• EXERCISE AIM:
Give back exactly the lines that run from the line containing "Objective — locate every instance of the chrome" through the end of the listing below. Leave out every other line.

Position identification records
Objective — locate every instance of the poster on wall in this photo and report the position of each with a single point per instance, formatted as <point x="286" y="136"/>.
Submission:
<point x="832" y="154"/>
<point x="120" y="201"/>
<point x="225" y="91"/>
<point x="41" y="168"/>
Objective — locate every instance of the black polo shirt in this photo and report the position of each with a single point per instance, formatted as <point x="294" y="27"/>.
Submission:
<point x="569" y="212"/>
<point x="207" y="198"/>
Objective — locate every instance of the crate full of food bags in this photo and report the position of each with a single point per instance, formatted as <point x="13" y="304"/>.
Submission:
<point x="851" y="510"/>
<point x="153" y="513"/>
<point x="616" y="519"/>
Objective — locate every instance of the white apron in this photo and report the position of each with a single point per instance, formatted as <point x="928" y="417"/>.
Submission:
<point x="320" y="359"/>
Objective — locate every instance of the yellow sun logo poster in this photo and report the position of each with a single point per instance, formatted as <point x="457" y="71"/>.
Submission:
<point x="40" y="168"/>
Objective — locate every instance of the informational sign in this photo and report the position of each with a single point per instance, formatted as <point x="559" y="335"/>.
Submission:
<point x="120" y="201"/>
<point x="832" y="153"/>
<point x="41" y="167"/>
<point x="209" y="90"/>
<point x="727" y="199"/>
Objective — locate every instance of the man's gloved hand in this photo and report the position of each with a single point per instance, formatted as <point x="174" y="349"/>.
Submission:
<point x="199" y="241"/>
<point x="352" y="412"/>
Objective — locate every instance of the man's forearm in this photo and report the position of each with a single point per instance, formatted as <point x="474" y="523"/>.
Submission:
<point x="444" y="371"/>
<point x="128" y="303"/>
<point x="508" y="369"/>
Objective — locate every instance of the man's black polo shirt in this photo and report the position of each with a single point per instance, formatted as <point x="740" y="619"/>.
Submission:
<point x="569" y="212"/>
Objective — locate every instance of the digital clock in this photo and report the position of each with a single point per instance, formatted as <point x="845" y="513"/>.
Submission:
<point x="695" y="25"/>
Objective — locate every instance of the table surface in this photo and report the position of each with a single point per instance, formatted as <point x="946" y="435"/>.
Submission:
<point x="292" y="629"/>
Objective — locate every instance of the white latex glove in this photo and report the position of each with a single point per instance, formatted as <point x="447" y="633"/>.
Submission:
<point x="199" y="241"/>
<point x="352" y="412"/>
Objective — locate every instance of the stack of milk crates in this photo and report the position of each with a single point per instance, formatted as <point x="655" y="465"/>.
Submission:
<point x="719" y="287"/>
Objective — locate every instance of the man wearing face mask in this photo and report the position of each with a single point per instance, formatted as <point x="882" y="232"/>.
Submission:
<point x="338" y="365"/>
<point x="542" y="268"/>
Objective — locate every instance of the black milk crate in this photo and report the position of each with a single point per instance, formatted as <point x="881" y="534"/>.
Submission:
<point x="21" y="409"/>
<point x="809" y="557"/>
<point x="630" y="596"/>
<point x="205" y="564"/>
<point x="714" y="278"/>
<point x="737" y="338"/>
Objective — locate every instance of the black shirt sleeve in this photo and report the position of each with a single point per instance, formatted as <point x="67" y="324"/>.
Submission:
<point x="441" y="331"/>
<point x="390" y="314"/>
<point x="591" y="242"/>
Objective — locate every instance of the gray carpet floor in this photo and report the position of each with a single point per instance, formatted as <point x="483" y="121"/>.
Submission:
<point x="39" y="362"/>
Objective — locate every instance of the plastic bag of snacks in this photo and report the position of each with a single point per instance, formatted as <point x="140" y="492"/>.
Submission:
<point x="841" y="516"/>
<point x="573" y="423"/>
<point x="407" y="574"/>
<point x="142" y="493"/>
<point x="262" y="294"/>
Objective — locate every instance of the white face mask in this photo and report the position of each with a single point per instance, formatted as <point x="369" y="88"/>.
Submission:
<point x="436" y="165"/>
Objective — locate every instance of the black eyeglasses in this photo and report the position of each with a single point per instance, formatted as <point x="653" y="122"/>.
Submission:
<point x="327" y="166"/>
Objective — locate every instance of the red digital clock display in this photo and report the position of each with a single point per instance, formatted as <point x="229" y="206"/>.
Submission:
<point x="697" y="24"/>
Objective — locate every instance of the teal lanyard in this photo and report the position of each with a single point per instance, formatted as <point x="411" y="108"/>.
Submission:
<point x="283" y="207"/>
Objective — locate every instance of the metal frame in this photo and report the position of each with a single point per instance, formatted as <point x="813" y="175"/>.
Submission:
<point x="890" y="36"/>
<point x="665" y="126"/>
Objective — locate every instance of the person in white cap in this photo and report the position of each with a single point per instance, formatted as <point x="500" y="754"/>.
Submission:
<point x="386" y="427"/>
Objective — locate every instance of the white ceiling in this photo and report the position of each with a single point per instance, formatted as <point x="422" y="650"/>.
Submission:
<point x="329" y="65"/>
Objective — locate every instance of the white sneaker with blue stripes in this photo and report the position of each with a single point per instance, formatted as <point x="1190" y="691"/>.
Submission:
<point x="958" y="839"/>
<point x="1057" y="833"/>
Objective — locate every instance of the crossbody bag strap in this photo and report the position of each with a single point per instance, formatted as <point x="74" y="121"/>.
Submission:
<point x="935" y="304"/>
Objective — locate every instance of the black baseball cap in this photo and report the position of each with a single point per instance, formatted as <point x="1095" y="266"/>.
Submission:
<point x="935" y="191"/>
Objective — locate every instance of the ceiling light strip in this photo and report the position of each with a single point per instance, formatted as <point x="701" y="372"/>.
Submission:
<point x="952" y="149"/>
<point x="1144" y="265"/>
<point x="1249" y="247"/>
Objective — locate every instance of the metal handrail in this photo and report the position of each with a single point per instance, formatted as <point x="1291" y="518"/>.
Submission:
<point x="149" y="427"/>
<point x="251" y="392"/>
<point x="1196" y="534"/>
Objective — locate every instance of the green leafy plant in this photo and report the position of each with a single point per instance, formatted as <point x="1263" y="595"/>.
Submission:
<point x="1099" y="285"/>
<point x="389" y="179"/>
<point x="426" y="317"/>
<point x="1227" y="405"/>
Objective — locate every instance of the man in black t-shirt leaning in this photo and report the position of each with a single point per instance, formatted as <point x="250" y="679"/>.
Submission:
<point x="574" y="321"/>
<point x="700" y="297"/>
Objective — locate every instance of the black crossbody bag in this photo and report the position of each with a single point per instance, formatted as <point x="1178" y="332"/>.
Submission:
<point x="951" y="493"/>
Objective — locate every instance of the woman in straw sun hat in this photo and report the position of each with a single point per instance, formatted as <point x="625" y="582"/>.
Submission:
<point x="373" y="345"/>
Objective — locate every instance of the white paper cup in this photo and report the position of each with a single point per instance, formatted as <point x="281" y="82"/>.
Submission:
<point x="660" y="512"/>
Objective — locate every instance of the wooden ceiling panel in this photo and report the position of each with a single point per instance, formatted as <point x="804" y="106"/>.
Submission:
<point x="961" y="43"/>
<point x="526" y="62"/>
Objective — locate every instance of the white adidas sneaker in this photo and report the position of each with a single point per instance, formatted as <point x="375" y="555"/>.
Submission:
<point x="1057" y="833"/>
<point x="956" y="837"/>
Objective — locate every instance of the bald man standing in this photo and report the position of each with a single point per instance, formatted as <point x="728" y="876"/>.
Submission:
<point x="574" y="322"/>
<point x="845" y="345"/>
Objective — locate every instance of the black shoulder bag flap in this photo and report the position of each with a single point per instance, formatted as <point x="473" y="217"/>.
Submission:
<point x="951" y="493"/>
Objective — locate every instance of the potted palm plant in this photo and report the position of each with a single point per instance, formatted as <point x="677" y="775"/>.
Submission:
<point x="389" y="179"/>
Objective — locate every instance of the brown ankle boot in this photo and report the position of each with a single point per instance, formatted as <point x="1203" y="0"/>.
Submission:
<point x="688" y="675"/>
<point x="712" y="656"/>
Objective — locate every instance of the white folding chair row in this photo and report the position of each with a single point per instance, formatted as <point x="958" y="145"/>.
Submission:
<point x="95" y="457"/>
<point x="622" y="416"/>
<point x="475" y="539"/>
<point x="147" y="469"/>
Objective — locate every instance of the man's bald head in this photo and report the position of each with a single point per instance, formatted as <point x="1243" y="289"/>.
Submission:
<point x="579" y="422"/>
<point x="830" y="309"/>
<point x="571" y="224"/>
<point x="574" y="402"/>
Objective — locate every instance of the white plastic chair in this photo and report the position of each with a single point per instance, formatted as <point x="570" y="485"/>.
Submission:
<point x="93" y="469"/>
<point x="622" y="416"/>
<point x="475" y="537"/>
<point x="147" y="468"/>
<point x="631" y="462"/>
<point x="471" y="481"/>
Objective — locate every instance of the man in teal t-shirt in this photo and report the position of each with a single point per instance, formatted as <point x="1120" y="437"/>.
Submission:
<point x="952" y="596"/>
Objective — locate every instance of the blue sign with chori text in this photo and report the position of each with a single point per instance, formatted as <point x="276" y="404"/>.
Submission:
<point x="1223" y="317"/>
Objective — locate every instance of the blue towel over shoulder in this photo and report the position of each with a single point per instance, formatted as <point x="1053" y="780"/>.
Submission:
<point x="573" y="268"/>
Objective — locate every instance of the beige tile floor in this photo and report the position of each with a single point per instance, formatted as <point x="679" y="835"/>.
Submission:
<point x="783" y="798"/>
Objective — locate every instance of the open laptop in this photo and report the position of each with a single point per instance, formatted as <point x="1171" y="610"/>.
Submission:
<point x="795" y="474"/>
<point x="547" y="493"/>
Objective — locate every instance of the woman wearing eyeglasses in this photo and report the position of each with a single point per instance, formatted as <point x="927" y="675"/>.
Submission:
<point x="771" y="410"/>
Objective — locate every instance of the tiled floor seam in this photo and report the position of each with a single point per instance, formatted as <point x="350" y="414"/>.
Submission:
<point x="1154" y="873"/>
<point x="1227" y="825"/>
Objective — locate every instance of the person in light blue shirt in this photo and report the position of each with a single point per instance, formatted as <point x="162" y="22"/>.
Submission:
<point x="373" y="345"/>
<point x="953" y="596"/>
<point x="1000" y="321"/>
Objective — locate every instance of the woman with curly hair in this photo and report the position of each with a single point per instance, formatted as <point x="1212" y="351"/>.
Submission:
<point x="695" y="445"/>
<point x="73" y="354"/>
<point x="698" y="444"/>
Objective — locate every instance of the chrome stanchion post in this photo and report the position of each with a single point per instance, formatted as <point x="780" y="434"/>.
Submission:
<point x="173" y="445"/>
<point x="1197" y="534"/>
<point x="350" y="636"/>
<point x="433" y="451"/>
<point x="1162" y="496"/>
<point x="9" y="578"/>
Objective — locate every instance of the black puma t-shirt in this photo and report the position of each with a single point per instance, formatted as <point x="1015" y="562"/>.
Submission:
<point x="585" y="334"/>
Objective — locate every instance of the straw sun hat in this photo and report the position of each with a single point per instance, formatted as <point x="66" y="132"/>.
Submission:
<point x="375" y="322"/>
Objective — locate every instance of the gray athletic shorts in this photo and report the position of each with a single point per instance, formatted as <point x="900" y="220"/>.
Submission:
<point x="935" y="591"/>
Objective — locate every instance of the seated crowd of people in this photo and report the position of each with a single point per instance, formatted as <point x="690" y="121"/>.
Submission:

• ANSWER TO THIS TASK:
Objective — locate every instance of the chrome stanchion post in this photo and report the position of each with a single point per instance, formatted as <point x="780" y="434"/>.
Submission:
<point x="173" y="445"/>
<point x="1197" y="534"/>
<point x="350" y="636"/>
<point x="433" y="451"/>
<point x="1162" y="496"/>
<point x="9" y="578"/>
Objective — locate every instance of the black puma t-shirt in this photo and report the position of each with a single point per instance, formatted as <point x="1015" y="562"/>.
Submission:
<point x="585" y="334"/>
Objective — locate every instance of the straw sun hat in this photo and report the position of each with a single point per instance, formatted as <point x="66" y="132"/>.
Submission:
<point x="375" y="322"/>
Objective — locate every instance of the gray athletic shorts in this photo and report the position of each with a single point per instance, formatted as <point x="900" y="220"/>.
Submission:
<point x="935" y="591"/>
Objective — locate every instance of the seated crowd of people in this photo and report the position of each with a single point per instance, formatted as <point x="690" y="121"/>.
Submission:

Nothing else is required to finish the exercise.